* Excerpt *
---*---

17 “‘Do not hate a fellow Israelite in your heart. Rebuke your neighbor frankly so you will not share in their guilt.

18 “‘Do not seek revenge or bear a grudge against anyone among your people, but love your neighbor as yourself. I am the Lord.



God describes his impossible mission for the church in the first sentence: Be holy.  The rest of the passage is nothing more than an explanation of what God means by “be holy.”  And while some of the things that God commands us to do are reasonable, some of them are harder than others, and doing all these things, all the time seems to be almost humanly impossible. 


Remembering to set aside a part of our income for the poor is difficult, but easy to forget.  You would think that not stealing is easier, but statistically 75% of us have stolen office supplies or other things from our employers, and if you include coming in late, leaving early, or overstaying our breaks as theft, then I think that number is probably already pretty close to 100 percent.  Lying or deception creeps into our lives far too easily, showing favoritism toward the poor or toward the wealthy and powerful is a great cultural temptation, holding a grudge is easier than it should be, and actually loving our neighbors is much harder than we ever expected it to be.


Keeping one of these commands would consume a lot of time and attention, but keeping all of them, at the same time, suddenly becomes improbable.


And if that wasn’t hard enough, in Matthew 5:38-48, Jesus adds more layers of instruction on top of that and makes it even harder.


38 “You have heard that it was said, ‘Eye for eye, and tooth for tooth.’ 39 But I tell you, do not resist an evil person. If anyone slaps you on the right cheek, turn to them the other cheek also. 40 And if anyone wants to sue you and take your shirt, hand over your coat as well. 41 If anyone forces you to go one mile, go with them two miles. 42 Give to the one who asks you, and do not turn away from the one who wants to borrow from you.


43 “You have heard that it was said, ‘Love your neighbor and hate your enemy.’ 44 But I tell you, love your enemies and pray for those who persecute you, 45 that you may be children of your Father in heaven. He causes his sun to rise on the evil and the good; and sends rain on the righteous and the unrighteous. 46 If you love those who love you, what reward will you get? Are not even the tax collectors doing that? 47 And if you greet only your own people, what are you doing more than others? Do not even pagans do that? 48 Be perfect, therefore, as your heavenly Father is perfect.

---*---

* Dataset section *
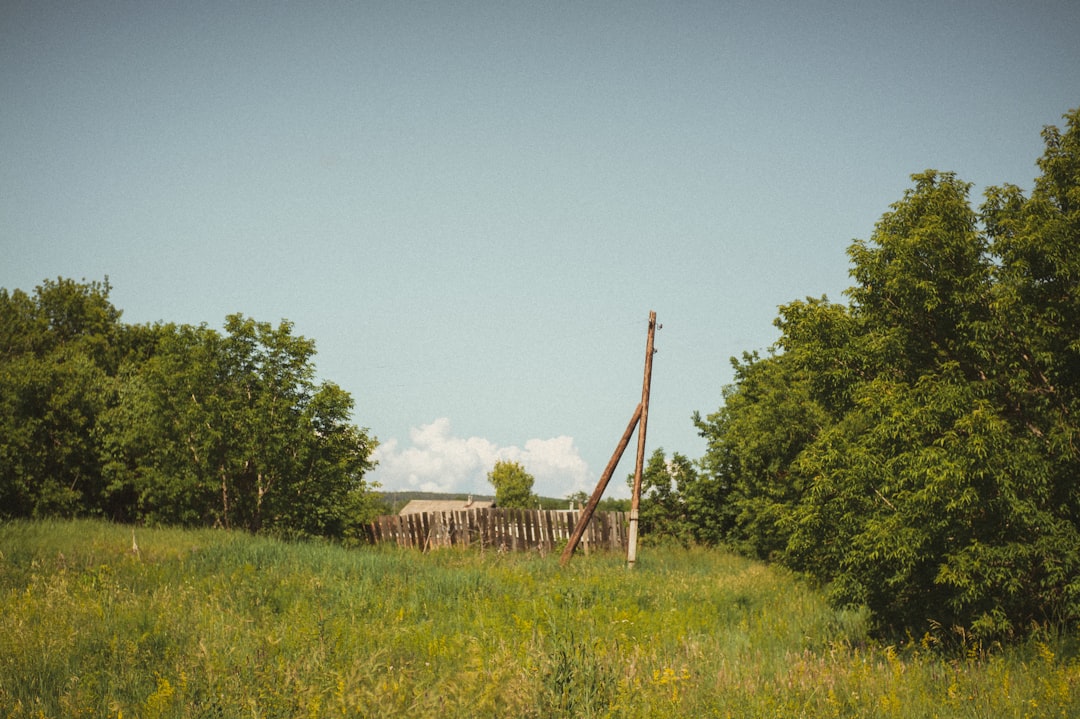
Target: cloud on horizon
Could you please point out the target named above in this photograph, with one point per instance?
(436, 461)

---*---

* Work instructions *
a) For each statement about the sermon excerpt on holiness, answer yes or no and quote the exact words from it that decide the matter. (i) It claims that 75% of people have stolen office supplies or other things from their employers. (ii) It calls holding a grudge harder than it should be. (iii) The quoted passage from Matthew says to go two miles with someone who forces you to go one.
b) Extend the sermon excerpt on holiness, picking up right after its last sentence.
The lines above have no connection to the sermon excerpt on holiness.

* Answers for the exercise *
a)
(i) Yes: "statistically 75% of us have stolen office supplies or other things from our employers"
(ii) No: "holding a grudge is easier than it should be"
(iii) Yes: "If anyone forces you to go one mile, go with them two miles."

b)
Jesus says that we should not resist an evil person and turn the other cheek, but for most of us who have been taught to be independent adults, it is flat out hard, if not impossible, to not stand up for ourselves and fight back.  And even harder to not stand up for our loved ones.  But Jesus’ warning reminds us that the danger of resisting evil is that, in doing so, we risk committing, or even becoming, evil ourselves.  And after that, Jesus says that we’re supposed to love our enemies?  How hard is that?  And pray for those who persecute you?  Folks, if I am being persecuted, there are a lot of things that I might want to do to the person responsible for my persecution, but praying for them is certainly not the first thing that comes to mind.  But Jesus’ whole point here is that in order to be holy and be the kind of perfect person that God wants us to become, we must be loving, and the kind of love that God wants us to have is hard.  Real love isn’t just love for the people who can do things for you, or for people who are like you, or just for the people who can love you back. 


Real love is loving, even to the people who hate you and persecute you.  Real love is loving the people who are too poor, or too young, or too old, or too powerless, to do anything for you in return.  If we want to be the people that God created us to be, if we want to be more like Jesus, then we need to love the way that Jesus loved.  In fact, not only is real love hard, Jesus says that if love is easy, then it may not be real love at all.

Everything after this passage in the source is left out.